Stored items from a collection

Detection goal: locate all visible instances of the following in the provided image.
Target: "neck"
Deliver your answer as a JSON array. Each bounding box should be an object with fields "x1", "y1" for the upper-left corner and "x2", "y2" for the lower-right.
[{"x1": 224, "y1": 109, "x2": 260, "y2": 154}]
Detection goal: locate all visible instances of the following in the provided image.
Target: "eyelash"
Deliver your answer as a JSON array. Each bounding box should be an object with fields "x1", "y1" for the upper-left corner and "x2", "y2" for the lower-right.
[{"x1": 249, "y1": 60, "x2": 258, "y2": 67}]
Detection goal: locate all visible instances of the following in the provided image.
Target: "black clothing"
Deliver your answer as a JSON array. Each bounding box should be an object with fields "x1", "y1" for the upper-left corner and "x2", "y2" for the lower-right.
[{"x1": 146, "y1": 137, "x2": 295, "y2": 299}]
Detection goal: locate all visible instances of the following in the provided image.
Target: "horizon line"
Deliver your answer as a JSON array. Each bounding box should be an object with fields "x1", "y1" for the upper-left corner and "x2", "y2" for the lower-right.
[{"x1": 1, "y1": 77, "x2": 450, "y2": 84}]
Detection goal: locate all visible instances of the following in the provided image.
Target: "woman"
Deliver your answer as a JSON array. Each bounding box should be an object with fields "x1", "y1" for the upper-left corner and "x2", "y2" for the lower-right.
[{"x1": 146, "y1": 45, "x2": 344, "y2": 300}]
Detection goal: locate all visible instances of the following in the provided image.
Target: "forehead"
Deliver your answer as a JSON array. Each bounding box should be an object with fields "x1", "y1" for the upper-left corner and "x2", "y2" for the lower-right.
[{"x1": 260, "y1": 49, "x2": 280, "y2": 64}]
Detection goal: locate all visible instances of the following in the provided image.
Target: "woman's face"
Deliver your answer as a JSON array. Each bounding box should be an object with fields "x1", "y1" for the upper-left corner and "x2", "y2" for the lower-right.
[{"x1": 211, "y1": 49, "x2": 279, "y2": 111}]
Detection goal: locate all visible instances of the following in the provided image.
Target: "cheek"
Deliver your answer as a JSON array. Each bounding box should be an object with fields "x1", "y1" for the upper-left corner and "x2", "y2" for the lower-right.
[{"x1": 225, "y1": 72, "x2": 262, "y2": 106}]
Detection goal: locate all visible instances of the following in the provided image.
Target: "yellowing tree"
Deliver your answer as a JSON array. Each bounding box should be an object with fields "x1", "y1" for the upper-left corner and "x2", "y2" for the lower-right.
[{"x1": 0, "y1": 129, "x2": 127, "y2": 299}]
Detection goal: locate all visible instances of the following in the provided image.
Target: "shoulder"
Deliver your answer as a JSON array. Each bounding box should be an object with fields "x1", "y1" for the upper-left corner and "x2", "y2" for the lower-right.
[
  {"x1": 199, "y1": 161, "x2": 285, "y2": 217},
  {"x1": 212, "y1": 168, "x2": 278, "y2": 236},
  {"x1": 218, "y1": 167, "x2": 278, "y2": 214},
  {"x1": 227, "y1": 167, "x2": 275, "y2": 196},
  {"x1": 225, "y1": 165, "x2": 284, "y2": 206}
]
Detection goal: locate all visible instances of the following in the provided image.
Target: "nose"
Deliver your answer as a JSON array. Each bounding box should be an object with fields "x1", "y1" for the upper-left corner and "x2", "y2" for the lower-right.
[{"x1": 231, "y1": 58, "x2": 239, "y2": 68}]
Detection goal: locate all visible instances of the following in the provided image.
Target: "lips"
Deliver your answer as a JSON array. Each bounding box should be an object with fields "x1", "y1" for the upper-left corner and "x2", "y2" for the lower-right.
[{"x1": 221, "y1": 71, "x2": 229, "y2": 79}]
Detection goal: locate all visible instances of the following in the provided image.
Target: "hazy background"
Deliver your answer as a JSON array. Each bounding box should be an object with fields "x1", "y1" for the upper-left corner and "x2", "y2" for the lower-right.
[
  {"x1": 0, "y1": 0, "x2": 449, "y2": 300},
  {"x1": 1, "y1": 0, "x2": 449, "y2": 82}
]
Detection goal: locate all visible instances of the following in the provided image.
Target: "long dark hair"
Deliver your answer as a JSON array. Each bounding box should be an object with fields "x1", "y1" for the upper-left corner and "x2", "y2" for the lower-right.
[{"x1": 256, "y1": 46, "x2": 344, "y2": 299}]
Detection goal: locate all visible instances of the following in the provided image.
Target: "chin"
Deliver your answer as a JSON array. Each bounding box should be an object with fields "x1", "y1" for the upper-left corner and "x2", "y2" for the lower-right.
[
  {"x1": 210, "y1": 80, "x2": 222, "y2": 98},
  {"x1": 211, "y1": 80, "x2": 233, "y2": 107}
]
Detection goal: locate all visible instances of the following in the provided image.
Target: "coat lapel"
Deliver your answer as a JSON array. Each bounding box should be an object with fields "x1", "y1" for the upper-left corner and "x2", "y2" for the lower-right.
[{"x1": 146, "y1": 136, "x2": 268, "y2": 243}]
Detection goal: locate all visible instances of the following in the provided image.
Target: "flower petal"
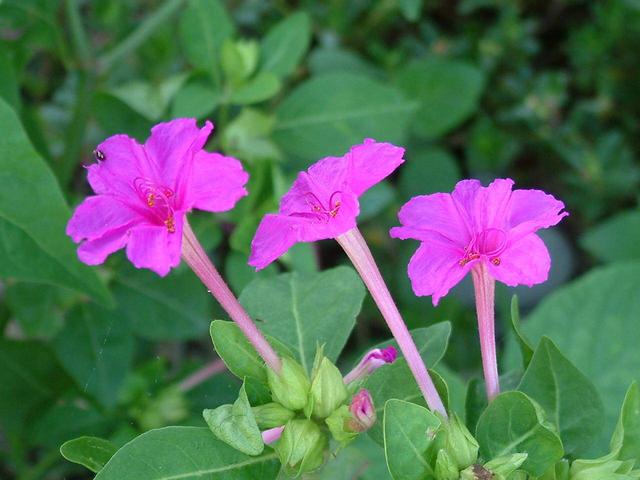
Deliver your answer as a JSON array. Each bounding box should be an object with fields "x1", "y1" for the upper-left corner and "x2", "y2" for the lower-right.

* _Exercise details_
What's needed is an exact copy of every entry, minus the pictures.

* _Output of the task_
Detection goal: locate all visible instances of the following in the provided image.
Target: "neck"
Deliver your answer as a JSON array. Each bounding box should be an object with fields "x1", "y1" for the upper-left corner and "x2", "y2" for the lower-right.
[{"x1": 224, "y1": 109, "x2": 260, "y2": 154}]
Detection goal: locate all visible instances of the following in the provided image.
Target: "eyelash"
Deliver your answer as a JSON array. Each bounding box should be an object with fields "x1", "y1" for the upper-left corner and "x2", "y2" for the lower-right.
[{"x1": 249, "y1": 60, "x2": 258, "y2": 67}]
Detection goal: locate all visible instances of the following in the provided image.
Target: "black clothing"
Deliver your answer as a JSON array. Each bounding box should be an object with fields "x1", "y1" for the upper-left corner and "x2", "y2" for the lower-right.
[{"x1": 146, "y1": 137, "x2": 295, "y2": 299}]
Detection goal: locate all visible instances of the following in the provided image.
Target: "horizon line"
Deliver your answer as a JSON array. Each bounding box should be an object with fields "x1", "y1" for the upper-left corner and "x2", "y2" for the lower-right.
[{"x1": 1, "y1": 77, "x2": 450, "y2": 84}]
Detection goal: locate all visible instances of the following in the provided image.
Target: "woman"
Deliver your answer as a JSON array. Each bounding box should be an object with fields "x1", "y1" for the upper-left corner and "x2", "y2" for the lower-right.
[{"x1": 146, "y1": 45, "x2": 344, "y2": 300}]
Detection goal: locate all visible instances of the following in the provided image.
Target: "forehead"
Deliver your answer as a JSON array. Each bounding box should be an object with fields "x1", "y1" for the upper-left corner and "x2", "y2" for the lower-right.
[{"x1": 260, "y1": 49, "x2": 280, "y2": 64}]
Detection goal: locate all visible instances of the following in the provided image.
Target: "woman's face"
Deliver your answer as a JSON array. Each bounding box should be an object with fields "x1", "y1" for the upper-left corner and "x2", "y2" for the lower-right.
[{"x1": 211, "y1": 49, "x2": 279, "y2": 111}]
Detection goal: locate all visible instances of the following in the provided image.
Target: "cheek"
Deliver your answer as a JSON array. Each bounding box should be an object with fields "x1", "y1" for the upper-left corner and "x2", "y2" for the lower-right.
[{"x1": 225, "y1": 72, "x2": 262, "y2": 106}]
Detection goal: locate all visible instances of the following in the provided image.
Target: "yellowing tree"
Deliver your answer as a JSON array. Each bounding box should be an object with fields "x1", "y1" for the upper-left corner and "x2", "y2" for the lower-right.
[{"x1": 0, "y1": 129, "x2": 127, "y2": 299}]
Detection goal: locate all visible instances of the following in the provided image.
Target: "shoulder"
Deliver your answer as a JSON array. Each bounding box should be an object with fields "x1", "y1" for the upper-left corner and "x2", "y2" for the lower-right.
[
  {"x1": 199, "y1": 161, "x2": 285, "y2": 217},
  {"x1": 212, "y1": 168, "x2": 278, "y2": 236},
  {"x1": 218, "y1": 167, "x2": 278, "y2": 214},
  {"x1": 227, "y1": 167, "x2": 275, "y2": 196},
  {"x1": 225, "y1": 165, "x2": 284, "y2": 206}
]
Detection goal: locate all visible instances of the following in the provided image.
Target: "nose"
Deliver your answer as a JSON array. Each bounding box should be an object with fields "x1", "y1" for the upper-left corner and "x2", "y2" for the lower-right.
[{"x1": 231, "y1": 58, "x2": 239, "y2": 68}]
Detection goal: locate all visible instances of the following in the provided image.
Target: "lips"
Deliver your answer as a JSON array. Each bounding box should be an object with fields "x1", "y1" for the upper-left corner and "x2", "y2" for the lower-right.
[{"x1": 221, "y1": 71, "x2": 229, "y2": 79}]
Detection goal: locate all visible instances of the following in the provided image.
Target: "hazy background"
Deliver your answer as a JSON array. Each bounding box should be an object with fields "x1", "y1" for the upper-left corner and "x2", "y2" for the lower-right.
[
  {"x1": 0, "y1": 0, "x2": 449, "y2": 300},
  {"x1": 1, "y1": 0, "x2": 449, "y2": 82}
]
Detection goal: locate all visible instances of the following in the provided image.
Target: "long dark hair"
Deliver your answer as a JSON array. Each bounding box should be an object with fields "x1", "y1" for the upper-left corner and "x2", "y2" for the lower-right.
[{"x1": 256, "y1": 46, "x2": 344, "y2": 299}]
Detection goal: locate all visible instances of the following in the provided image.
Target: "chin"
Deliver your answer as a JSON array. Each bounding box should be an object with fields "x1", "y1" for the upper-left corner and "x2", "y2" for the lower-right.
[
  {"x1": 210, "y1": 80, "x2": 222, "y2": 98},
  {"x1": 211, "y1": 80, "x2": 233, "y2": 107}
]
Detection goal: locate all visible instances of the following in the provided image.
Target: "coat lapel"
Deliver your answer as a JSON array. Each bounding box should be an object with fields "x1", "y1" for the upper-left corner and "x2", "y2" for the lower-right.
[{"x1": 146, "y1": 136, "x2": 268, "y2": 243}]
Detection goal: locate all visible instances of the following in the provided image.
Target: "flower petal"
Deliver your answer as a JSON array. Each bounding box should be an object with fields "x1", "y1" for the upper-left corner and "x2", "y2" for the lower-right.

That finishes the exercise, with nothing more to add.